◆ **Problem description**: From the forum thread below, list each distinct function name that begins with "run_", one time each.

◆ **Page excerpt**:
——————————
Yes, before doing more I wanted to make sure we are on the same page.
I guess my main question here is: how to make these flows common to all codes? Should they call code specific MD jobs? Or, should a calculator be attached to the Atoms object being sent to the MD flow?
Once I know this we can work on details
I guess my main question here is: how to make these flows common to all codes? Should they call code specific MD jobs? Or, should a calculator be attached to the Atoms object being sent to the MD flow?
@tomdemeyere: Good question.
Personally, I think what would likely make the most sense is to make a run_md
function in quacc.runners.ase
that would take an Atoms
object with an attached calculator just like the other methods in there. You likely were aware of that already.
From there, we get to the recipes, and my answer is: "it depends." If it is just a simple @job
(i.e. not a @flow
), then this is no different than a relaxation job --- one would just be calling run_md
instead of run_calc
or run_ase_opt
in a given code's module (e.g. quacc.recipes.emt
). Since there wouldn't be much logic beyond defining default arguments and calling run_md
, this is fine and doesn't introduce much duplication. I would treat the individual MD jobs in the same way as a relaxation --- we have a runner, which is called in the various recipes where it is appropriate. It does mean that there would be multiple MD modules, but we would need that anyway because every code will have different parameters (defaults) that are needed to properly run an MD calculation.
If we are talking about a @flow
where there are multiple Job
s being stitched together, and we anticipate this pattern (i.e. the workflow DAG) to be calculator-agnostic, then we'll put that in common
. This is the philosophy behind the existing common
recipes. But we would still need individual Job
s for each code. In general, users aren't expected to call the common
workflow directly. Aside from usability aspects, there are some other nuances about (de)serialization needed by workflow engines for why I say this, but I won't bore you with those details here.
To get started, I would suggest making quacc.runners.ase.run_md
and then a simple demo for a cheap-to-run calculator, like EMT or LJ. That will likely be illustrative and help guide the design further.
I should also note that we can always refactor later if there is something we can refactor. No need to prematurely optimize.
For example, should we have one NVT workflow with a parameter "thermostat", or one workflow per thermostat?
If the workflow logic is staying the same regardless of thermostat, then I would suggest one job/workflow where thermostat would be a keyword argument with a sensible default.
If you want things to be in recipe.common, atoms will have to be sent in with a calculator already attached, is that what you want?
See comment above. If we are talking about a @job
, then that would call run_md
and be specific for the code since we need to set some sensible default parameters. If it's a @flow
pattern, that can go in common
but would not require passing in Atoms
objects with attached calculators --- it would require passing in one or more Job
s.
From what I understand you want to keep things simple (not something like the code here), users then build their workflows to get what they want.
——————————
◆ **Extracted entries**:
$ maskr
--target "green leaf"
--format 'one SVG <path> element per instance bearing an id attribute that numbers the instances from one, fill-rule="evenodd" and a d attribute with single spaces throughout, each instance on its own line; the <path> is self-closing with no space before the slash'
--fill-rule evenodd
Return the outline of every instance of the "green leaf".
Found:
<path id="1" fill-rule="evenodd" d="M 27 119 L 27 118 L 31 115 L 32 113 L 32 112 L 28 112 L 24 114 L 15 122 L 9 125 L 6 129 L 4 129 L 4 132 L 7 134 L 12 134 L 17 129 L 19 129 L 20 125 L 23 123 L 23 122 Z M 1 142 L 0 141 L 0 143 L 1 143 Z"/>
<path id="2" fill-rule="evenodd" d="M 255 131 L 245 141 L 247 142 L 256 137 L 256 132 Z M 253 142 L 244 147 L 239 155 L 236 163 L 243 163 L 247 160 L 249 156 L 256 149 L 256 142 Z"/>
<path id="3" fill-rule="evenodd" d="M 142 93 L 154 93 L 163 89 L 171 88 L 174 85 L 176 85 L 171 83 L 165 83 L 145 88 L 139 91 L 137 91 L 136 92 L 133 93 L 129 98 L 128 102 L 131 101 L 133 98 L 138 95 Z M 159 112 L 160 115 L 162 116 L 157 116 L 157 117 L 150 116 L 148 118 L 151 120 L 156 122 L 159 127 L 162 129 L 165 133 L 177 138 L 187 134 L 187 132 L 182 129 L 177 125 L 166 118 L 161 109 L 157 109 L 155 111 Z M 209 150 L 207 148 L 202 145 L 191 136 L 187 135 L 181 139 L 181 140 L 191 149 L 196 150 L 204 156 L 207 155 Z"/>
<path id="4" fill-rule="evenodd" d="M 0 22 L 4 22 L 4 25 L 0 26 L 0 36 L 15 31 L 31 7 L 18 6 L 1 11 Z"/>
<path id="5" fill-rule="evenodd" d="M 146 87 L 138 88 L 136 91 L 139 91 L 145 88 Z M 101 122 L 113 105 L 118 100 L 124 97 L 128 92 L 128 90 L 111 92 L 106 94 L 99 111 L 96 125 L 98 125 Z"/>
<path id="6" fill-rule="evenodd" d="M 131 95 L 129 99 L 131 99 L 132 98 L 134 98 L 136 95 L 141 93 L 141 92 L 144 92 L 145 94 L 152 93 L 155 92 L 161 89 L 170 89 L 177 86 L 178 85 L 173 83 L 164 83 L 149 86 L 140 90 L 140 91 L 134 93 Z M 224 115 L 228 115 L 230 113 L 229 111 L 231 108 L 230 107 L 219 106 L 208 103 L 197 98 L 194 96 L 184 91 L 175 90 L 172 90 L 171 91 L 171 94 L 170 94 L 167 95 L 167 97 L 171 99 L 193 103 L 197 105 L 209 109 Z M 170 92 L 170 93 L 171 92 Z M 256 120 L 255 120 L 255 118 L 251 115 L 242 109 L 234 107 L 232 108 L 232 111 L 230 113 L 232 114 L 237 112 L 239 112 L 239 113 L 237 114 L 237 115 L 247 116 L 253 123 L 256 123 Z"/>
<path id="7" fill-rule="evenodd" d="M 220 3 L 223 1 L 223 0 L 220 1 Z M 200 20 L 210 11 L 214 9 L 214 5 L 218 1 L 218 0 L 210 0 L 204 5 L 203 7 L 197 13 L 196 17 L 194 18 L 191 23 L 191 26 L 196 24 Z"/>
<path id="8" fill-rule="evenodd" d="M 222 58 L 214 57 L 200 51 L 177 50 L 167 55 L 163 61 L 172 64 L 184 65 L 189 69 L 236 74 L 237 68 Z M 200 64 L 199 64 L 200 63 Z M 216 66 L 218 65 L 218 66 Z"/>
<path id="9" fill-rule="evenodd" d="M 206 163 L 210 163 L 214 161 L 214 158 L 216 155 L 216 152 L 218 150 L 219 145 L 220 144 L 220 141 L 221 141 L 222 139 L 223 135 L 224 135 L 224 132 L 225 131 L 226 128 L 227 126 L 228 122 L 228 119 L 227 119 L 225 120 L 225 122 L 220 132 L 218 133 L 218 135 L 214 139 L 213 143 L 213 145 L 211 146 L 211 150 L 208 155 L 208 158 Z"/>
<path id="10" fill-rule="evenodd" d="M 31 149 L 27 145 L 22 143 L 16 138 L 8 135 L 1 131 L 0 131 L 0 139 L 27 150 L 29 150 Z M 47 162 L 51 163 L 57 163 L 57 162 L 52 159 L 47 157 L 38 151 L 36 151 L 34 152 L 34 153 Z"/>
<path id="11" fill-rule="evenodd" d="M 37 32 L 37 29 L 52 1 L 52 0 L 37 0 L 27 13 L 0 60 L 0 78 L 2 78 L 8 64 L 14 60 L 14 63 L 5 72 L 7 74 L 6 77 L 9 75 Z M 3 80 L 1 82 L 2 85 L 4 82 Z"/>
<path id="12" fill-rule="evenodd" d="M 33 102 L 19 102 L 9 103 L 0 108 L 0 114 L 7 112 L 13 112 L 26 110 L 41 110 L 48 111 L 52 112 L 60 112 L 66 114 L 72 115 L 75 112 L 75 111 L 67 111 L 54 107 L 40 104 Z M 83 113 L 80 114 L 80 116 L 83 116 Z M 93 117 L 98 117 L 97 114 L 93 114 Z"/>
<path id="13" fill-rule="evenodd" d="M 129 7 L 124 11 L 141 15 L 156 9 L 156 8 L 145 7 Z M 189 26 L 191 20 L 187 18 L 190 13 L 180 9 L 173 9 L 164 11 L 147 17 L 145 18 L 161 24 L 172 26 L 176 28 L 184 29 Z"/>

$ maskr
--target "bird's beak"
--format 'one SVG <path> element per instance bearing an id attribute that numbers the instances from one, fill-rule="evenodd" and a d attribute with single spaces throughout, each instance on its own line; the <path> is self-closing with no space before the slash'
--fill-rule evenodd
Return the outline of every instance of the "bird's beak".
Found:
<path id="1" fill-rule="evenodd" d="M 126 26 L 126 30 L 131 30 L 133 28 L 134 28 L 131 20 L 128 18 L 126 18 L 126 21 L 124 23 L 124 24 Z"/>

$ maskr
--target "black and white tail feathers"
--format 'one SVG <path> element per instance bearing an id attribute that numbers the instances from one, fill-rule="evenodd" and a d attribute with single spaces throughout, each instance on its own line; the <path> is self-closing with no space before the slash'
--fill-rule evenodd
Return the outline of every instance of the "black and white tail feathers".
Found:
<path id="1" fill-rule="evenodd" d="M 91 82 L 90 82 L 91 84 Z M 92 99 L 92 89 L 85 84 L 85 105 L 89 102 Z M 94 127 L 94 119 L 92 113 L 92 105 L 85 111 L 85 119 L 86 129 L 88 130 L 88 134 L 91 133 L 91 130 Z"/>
——————————
◆ **Result of this task**:
run_md
run_calc
run_ase_opt